## SOURCE EXCERPT
########################################

We created the Metcalf Performing Arts Internships program in recognition of the power of internships to change not only the trajectory of an individual life, but also for their contributions to organizational and ultimately even sectoral vitality. Over the past 18 years, we have supported almost 300 interns, creating opportunities for individuals to be mentored and trained in their future careers. Interns have worked in occupations as distinct as production design, stage management, and artistic direction and in disciplines as diverse as opera, ballet, music, and theatre. Many interns have gone on to become mentors themselves, a testimony to the initiative’s success. I encourage you to meet our current 17 interns and explore the history of the program on this new page on our website.

########################################

## DO THIS
Reproduce the passage above about the Metcalf Performing Arts Internships program word for word, in full.

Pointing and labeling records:
########################################

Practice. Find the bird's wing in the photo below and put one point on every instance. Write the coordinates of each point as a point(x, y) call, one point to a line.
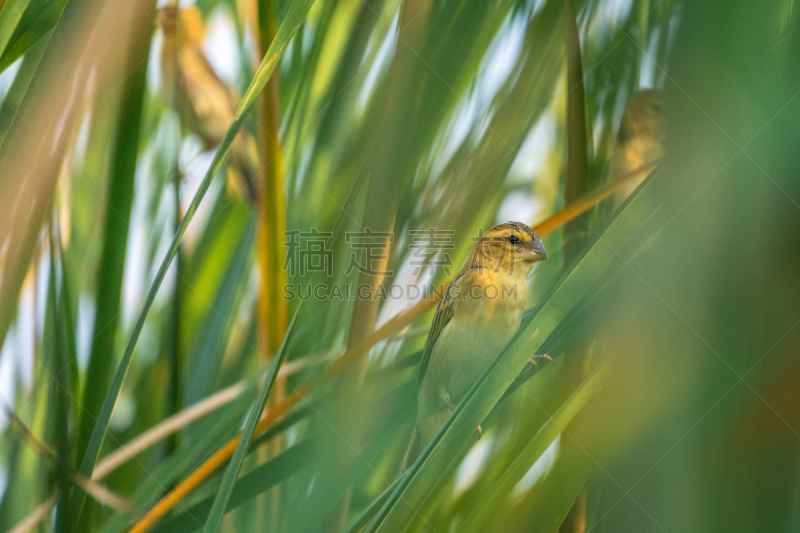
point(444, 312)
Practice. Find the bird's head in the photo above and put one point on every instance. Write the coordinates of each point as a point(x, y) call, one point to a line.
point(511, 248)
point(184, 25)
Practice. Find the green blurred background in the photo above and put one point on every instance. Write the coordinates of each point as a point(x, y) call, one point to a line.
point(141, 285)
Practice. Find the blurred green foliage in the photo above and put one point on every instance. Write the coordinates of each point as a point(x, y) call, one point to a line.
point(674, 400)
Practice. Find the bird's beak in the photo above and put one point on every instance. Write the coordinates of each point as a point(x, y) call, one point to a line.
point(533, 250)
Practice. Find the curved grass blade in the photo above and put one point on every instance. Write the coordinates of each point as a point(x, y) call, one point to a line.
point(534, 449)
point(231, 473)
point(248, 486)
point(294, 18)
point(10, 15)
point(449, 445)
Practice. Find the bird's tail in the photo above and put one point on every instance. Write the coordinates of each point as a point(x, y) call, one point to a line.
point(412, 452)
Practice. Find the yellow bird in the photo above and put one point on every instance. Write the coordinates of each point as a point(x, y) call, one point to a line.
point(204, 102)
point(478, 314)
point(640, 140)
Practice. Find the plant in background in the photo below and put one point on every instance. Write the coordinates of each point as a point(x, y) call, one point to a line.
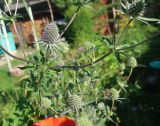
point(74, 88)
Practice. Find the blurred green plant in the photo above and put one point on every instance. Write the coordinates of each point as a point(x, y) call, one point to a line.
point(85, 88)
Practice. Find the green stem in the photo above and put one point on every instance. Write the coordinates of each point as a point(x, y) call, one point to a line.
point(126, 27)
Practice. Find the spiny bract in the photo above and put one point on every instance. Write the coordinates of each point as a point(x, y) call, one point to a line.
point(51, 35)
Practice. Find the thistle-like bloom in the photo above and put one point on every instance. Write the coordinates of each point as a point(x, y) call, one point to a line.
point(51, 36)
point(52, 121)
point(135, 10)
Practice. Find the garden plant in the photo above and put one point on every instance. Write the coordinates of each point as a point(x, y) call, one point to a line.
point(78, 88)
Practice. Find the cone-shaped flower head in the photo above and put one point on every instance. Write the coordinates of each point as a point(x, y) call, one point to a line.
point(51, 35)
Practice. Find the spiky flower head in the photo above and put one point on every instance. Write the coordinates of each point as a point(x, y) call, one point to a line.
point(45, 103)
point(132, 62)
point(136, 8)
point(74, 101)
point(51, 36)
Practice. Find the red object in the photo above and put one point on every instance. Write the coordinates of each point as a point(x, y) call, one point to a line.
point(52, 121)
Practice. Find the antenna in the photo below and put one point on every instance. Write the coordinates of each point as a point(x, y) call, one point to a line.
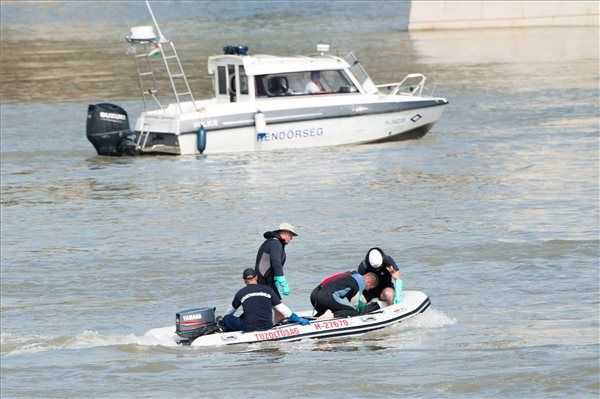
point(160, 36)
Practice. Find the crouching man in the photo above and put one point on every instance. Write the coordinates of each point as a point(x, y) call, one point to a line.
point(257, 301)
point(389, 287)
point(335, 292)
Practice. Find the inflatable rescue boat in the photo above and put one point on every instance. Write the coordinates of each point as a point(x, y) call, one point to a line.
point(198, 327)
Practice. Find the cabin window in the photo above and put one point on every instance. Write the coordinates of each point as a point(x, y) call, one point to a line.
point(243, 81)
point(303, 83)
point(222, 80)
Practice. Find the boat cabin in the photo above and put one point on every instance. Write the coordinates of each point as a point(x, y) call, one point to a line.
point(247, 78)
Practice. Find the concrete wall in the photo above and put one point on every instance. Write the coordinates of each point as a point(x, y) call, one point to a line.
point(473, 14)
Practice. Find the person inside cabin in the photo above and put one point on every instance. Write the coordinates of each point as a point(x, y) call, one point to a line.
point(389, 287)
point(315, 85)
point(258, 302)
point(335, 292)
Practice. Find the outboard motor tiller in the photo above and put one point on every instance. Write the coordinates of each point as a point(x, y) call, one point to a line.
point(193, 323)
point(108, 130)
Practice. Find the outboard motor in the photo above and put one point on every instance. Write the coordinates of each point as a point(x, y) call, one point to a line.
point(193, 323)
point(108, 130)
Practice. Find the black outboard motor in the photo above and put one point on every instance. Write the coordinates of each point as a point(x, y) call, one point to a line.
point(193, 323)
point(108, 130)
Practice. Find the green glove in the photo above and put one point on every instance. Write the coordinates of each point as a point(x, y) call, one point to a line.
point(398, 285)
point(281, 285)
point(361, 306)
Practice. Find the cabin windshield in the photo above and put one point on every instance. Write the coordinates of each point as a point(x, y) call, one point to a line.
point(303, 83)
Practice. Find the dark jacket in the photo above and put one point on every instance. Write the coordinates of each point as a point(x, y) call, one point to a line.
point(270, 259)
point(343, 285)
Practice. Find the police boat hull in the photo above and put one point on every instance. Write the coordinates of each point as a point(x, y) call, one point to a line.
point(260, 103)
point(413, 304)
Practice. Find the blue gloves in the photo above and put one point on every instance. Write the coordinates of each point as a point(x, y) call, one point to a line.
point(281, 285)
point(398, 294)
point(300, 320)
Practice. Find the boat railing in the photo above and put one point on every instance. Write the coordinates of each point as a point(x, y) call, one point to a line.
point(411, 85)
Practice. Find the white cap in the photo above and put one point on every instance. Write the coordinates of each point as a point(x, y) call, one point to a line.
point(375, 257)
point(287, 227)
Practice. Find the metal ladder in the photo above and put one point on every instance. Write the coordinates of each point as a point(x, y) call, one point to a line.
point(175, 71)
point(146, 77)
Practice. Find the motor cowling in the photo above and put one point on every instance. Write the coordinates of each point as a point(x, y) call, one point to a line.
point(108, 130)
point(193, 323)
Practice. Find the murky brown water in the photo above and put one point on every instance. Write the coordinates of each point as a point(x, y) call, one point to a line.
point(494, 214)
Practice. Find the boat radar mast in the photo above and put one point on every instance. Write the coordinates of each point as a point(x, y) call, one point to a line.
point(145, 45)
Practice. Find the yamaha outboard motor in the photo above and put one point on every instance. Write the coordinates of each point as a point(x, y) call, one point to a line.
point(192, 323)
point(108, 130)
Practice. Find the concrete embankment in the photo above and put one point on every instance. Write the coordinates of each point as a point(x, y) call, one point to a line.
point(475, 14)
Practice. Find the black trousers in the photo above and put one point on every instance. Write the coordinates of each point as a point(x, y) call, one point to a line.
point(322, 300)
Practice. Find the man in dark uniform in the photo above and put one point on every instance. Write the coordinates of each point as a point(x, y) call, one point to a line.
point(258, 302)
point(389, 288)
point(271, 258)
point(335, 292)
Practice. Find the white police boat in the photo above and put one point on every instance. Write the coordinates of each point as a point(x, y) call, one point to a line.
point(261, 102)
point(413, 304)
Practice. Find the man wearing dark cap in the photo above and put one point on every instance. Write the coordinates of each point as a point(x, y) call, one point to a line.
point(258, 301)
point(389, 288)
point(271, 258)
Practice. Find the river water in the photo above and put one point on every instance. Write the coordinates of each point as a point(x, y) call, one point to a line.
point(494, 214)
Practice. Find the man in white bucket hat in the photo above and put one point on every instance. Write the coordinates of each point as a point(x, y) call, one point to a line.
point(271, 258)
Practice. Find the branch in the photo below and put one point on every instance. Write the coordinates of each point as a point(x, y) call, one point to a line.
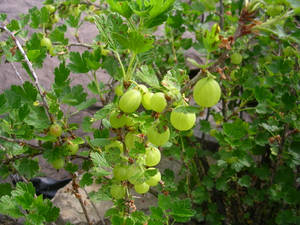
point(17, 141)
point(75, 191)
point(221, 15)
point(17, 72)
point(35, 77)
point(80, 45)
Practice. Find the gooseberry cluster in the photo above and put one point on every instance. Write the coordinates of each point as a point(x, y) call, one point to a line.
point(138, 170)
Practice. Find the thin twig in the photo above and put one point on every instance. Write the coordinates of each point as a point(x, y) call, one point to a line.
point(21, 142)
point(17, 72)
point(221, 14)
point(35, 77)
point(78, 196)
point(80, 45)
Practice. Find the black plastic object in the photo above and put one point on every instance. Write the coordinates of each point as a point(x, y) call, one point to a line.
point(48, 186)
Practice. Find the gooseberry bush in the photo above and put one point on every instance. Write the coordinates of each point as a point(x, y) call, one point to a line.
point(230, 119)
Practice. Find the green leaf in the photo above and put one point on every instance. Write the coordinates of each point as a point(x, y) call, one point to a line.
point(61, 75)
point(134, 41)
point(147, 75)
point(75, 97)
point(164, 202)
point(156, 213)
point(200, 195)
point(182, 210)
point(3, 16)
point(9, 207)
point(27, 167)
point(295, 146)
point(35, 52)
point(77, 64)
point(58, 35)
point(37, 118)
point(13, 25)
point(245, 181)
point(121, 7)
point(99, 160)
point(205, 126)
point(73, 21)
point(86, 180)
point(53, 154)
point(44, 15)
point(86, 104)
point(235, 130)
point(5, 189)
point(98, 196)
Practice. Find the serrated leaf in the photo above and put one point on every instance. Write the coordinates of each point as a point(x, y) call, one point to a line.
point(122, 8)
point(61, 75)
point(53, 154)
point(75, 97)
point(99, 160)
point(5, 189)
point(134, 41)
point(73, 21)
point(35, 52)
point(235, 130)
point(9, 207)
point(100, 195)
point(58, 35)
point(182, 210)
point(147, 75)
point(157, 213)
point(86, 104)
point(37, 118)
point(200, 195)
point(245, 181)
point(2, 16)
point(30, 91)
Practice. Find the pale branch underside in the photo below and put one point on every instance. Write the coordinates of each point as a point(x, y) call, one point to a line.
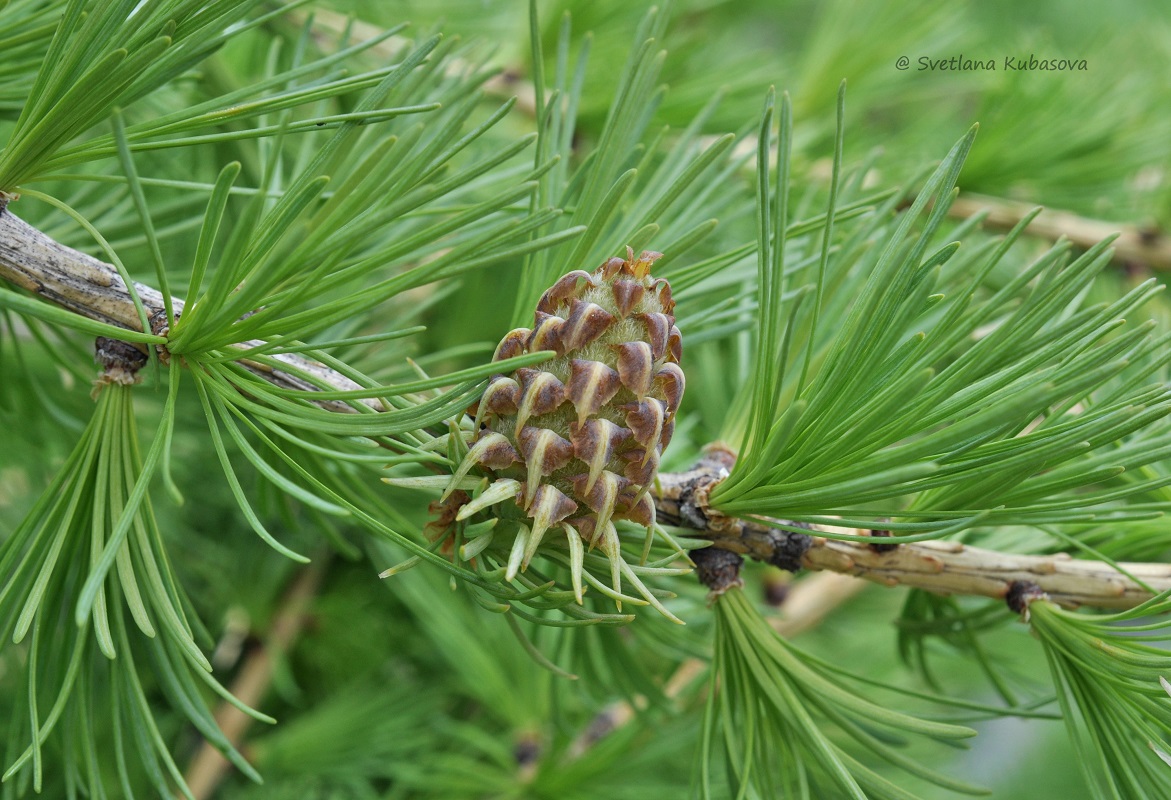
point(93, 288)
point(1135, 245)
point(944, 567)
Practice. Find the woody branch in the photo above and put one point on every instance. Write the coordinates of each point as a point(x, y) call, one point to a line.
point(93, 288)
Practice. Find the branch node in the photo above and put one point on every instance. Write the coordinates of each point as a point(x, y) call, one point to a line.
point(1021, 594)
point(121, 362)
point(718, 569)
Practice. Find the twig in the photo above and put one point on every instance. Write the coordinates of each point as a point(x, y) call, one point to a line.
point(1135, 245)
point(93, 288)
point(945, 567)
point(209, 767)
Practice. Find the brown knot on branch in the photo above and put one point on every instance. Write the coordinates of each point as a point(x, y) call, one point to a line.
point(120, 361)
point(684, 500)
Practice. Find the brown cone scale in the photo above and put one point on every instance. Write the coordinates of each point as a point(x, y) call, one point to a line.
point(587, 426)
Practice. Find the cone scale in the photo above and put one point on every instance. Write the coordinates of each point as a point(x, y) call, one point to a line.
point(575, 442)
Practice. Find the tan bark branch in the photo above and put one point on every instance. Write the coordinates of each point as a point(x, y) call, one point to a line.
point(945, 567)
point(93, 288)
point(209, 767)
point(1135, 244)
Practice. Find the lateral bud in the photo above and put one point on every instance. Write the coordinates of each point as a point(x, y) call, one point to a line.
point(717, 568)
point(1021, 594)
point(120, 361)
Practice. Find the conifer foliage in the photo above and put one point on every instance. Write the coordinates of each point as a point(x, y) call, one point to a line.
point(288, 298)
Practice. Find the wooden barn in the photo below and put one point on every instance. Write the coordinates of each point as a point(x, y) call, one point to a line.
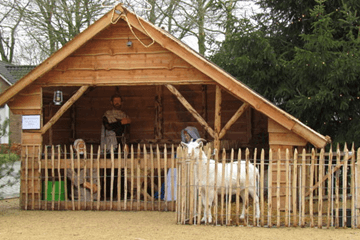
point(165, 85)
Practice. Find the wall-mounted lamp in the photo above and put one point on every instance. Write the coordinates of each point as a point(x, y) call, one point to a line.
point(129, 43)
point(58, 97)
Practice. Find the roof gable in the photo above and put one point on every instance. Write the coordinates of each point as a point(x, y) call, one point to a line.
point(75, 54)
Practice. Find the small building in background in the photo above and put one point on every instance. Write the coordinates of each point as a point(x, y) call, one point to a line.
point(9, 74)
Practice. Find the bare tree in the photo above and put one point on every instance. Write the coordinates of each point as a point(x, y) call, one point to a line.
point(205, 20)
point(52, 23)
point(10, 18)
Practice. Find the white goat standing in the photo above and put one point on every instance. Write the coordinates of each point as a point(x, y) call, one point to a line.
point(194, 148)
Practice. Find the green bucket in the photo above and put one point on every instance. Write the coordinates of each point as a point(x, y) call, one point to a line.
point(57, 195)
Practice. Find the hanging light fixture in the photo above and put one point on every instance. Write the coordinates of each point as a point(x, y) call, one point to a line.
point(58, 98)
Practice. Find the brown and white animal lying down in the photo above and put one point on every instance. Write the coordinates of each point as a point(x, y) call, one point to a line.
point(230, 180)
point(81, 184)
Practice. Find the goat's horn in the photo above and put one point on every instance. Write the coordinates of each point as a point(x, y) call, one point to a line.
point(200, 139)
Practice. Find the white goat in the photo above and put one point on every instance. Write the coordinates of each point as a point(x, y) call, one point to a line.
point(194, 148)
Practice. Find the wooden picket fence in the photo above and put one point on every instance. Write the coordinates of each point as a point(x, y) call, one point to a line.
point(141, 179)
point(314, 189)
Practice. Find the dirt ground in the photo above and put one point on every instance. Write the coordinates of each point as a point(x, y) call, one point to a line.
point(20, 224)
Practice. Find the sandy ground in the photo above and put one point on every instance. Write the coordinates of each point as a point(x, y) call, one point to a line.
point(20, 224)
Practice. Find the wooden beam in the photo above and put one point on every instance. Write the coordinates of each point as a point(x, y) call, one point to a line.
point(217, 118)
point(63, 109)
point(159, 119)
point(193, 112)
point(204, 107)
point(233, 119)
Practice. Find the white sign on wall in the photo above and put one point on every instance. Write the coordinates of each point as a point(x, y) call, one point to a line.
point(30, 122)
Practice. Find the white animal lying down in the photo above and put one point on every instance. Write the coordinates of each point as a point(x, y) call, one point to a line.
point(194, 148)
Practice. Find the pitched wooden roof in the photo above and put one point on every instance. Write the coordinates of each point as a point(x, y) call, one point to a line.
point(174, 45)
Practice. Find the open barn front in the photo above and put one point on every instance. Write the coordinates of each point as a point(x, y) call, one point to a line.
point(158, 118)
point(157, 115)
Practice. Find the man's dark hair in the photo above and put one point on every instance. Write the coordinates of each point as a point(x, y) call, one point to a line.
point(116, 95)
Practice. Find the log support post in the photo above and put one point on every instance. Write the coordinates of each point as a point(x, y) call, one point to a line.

########################################

## RIGHT ANSWER
We created the Metcalf Performing Arts Internships program in recognition of the power of internships to change not only the trajectory of an individual life, but also for their contributions to organizational and ultimately even sectoral vitality. Over the past 18 years, we have supported almost 300 interns, creating opportunities for individuals to be mentored and trained in their future careers. Interns have worked in occupations as distinct as production design, stage management, and artistic direction and in disciplines as diverse as opera, ballet, music, and theatre. Many interns have gone on to become mentors themselves, a testimony to the initiative’s success. I encourage you to meet our current 17 interns and explore the history of the program on this new page on our website.